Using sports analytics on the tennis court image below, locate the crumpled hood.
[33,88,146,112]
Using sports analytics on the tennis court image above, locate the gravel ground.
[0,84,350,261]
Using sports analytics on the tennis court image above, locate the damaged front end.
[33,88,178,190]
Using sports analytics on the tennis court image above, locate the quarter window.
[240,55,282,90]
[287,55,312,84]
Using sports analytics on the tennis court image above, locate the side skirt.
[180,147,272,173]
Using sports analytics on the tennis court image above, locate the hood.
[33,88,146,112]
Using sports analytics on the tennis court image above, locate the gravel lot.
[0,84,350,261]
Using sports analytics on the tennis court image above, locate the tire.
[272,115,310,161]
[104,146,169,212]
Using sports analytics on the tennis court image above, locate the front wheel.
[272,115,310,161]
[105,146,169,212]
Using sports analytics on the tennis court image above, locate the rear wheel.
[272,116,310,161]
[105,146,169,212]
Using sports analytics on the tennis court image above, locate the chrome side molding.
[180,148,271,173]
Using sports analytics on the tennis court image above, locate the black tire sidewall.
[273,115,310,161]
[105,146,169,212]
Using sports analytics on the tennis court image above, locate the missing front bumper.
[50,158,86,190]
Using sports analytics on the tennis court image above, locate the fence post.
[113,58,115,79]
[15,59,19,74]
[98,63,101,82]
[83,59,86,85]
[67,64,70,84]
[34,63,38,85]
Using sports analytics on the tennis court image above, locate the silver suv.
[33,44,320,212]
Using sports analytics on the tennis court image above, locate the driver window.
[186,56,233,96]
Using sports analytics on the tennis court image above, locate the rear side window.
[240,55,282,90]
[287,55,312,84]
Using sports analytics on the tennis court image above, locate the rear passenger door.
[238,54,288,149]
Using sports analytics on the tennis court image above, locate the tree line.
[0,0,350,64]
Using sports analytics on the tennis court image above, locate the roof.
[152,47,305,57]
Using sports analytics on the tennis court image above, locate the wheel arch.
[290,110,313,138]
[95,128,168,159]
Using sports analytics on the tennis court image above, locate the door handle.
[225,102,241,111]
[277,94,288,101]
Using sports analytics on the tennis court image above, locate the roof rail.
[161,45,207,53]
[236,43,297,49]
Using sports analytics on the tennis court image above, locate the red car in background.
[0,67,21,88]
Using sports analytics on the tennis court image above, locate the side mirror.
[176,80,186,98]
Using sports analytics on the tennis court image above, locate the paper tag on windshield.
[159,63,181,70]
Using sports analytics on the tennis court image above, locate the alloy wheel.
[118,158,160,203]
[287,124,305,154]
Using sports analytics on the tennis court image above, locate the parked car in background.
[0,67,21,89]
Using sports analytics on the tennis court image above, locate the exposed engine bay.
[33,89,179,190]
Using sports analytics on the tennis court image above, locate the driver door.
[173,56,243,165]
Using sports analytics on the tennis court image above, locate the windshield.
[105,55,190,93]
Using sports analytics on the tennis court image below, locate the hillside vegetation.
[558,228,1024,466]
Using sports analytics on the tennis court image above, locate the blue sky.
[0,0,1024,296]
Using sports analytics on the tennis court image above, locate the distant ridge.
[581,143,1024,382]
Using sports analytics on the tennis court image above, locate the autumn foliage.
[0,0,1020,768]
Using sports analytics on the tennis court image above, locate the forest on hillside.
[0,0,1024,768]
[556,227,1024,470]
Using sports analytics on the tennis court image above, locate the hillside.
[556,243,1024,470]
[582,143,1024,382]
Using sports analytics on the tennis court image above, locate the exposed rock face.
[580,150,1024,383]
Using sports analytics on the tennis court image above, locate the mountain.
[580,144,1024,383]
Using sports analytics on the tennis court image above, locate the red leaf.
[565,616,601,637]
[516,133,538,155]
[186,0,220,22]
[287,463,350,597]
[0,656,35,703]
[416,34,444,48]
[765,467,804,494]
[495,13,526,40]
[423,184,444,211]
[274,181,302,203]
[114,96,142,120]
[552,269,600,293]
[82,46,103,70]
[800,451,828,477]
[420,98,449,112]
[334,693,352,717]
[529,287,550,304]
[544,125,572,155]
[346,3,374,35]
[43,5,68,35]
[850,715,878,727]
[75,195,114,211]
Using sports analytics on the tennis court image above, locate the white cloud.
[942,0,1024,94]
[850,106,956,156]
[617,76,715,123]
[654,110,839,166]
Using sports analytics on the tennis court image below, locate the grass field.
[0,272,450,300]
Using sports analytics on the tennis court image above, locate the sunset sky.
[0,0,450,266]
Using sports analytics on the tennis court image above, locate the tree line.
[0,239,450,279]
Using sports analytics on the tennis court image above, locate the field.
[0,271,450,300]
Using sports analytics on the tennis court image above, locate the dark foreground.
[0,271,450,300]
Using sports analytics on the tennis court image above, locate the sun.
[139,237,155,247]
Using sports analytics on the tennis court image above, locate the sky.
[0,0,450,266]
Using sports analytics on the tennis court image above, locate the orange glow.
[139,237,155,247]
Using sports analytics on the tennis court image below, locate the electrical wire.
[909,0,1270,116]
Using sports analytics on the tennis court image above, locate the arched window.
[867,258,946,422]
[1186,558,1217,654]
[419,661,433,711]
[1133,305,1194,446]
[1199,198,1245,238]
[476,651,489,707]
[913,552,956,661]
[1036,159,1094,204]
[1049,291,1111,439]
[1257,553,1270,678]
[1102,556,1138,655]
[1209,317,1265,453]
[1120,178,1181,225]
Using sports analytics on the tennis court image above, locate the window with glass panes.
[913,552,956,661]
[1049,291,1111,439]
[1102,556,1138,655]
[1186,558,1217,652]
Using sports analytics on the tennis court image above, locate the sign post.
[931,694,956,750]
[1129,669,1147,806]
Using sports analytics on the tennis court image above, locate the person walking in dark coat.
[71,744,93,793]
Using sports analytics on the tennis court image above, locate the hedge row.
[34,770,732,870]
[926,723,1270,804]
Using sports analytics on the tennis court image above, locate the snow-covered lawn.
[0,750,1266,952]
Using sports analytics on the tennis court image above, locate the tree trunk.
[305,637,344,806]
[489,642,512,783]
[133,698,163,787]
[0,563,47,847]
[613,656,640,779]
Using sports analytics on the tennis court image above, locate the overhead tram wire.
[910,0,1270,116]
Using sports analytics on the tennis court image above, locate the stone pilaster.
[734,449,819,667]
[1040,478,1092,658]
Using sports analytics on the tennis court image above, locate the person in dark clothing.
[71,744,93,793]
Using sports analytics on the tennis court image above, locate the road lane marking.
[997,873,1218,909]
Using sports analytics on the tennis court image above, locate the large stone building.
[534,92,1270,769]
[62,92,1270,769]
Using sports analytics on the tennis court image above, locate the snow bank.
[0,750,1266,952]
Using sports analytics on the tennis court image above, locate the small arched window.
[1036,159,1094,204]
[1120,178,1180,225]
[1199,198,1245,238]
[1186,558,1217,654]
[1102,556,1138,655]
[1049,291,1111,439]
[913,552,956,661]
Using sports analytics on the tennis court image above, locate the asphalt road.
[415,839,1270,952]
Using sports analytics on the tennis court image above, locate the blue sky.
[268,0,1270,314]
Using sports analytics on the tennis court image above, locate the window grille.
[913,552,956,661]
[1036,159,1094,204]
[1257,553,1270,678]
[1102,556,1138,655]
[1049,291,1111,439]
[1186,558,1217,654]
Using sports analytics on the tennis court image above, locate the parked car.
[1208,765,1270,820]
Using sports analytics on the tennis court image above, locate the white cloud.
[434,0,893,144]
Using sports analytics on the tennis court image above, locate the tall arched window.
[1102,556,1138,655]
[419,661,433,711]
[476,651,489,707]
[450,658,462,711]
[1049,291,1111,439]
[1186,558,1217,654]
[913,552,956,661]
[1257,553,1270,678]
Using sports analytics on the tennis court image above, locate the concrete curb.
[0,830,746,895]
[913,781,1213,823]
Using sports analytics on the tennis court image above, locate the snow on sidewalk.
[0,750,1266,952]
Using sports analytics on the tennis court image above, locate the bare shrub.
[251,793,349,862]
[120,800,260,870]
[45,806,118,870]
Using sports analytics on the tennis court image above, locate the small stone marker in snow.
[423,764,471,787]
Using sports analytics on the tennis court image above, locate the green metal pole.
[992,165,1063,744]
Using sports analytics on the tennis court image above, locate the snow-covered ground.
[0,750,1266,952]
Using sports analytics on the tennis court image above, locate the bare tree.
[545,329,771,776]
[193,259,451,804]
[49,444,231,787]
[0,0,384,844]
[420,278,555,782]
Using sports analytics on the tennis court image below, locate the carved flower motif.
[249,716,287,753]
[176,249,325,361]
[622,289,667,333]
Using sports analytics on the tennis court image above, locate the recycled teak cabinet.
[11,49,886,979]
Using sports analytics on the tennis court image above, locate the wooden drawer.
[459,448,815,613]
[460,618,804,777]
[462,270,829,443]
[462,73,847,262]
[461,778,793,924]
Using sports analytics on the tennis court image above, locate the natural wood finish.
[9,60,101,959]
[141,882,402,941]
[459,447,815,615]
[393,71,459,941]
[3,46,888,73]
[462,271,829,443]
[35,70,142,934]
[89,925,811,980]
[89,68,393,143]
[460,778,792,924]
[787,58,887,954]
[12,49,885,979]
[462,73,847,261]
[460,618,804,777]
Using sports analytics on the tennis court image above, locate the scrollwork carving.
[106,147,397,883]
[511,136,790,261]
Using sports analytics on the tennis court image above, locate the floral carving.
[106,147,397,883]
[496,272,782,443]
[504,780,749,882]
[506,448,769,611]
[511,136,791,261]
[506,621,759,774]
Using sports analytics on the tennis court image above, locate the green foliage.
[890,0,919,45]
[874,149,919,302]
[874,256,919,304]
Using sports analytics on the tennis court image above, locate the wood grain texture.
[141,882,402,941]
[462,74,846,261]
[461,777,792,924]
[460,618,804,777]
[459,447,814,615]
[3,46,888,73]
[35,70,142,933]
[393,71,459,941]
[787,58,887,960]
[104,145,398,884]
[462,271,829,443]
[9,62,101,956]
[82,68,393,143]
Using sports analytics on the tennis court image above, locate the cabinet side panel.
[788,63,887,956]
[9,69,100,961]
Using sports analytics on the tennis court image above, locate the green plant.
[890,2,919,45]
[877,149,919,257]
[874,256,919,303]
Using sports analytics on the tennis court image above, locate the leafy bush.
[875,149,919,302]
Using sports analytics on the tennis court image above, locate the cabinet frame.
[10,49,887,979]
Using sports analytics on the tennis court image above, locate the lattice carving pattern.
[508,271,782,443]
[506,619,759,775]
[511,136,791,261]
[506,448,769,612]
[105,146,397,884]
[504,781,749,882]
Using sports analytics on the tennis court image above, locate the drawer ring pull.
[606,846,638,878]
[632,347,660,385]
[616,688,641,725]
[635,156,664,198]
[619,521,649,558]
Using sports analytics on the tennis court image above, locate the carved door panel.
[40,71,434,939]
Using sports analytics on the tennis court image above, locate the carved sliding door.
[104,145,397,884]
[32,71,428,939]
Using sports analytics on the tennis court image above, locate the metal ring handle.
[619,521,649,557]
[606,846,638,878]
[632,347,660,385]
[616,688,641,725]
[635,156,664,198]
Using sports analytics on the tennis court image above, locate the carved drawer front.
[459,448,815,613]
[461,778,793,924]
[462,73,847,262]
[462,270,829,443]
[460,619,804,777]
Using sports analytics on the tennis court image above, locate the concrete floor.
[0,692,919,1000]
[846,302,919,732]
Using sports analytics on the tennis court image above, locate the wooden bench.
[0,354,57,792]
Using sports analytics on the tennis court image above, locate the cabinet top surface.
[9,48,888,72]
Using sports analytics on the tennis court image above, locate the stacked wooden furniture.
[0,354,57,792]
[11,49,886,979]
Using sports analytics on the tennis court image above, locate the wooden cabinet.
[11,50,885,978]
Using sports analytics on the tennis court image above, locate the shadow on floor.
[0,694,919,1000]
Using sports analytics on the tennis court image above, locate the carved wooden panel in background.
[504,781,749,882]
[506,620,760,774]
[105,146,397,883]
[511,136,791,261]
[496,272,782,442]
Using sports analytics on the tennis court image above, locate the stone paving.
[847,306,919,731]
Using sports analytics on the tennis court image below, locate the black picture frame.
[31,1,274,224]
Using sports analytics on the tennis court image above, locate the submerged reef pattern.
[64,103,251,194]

-- -- --

◆ **Task details**: Please reproduce the rows word for word, starting at the first row and stopping after the line that contains "[33,88,178,190]", with both of those lines included.

◆ **Solution to this exercise**:
Using sports analytics on the tennis court image below, locate the crumpled hood.
[33,88,146,112]
Using sports analytics on the tennis court image above, locate the gravel ground.
[0,84,350,261]
Using sports analytics on the tennis court image above, locate the damaged front end.
[33,88,178,190]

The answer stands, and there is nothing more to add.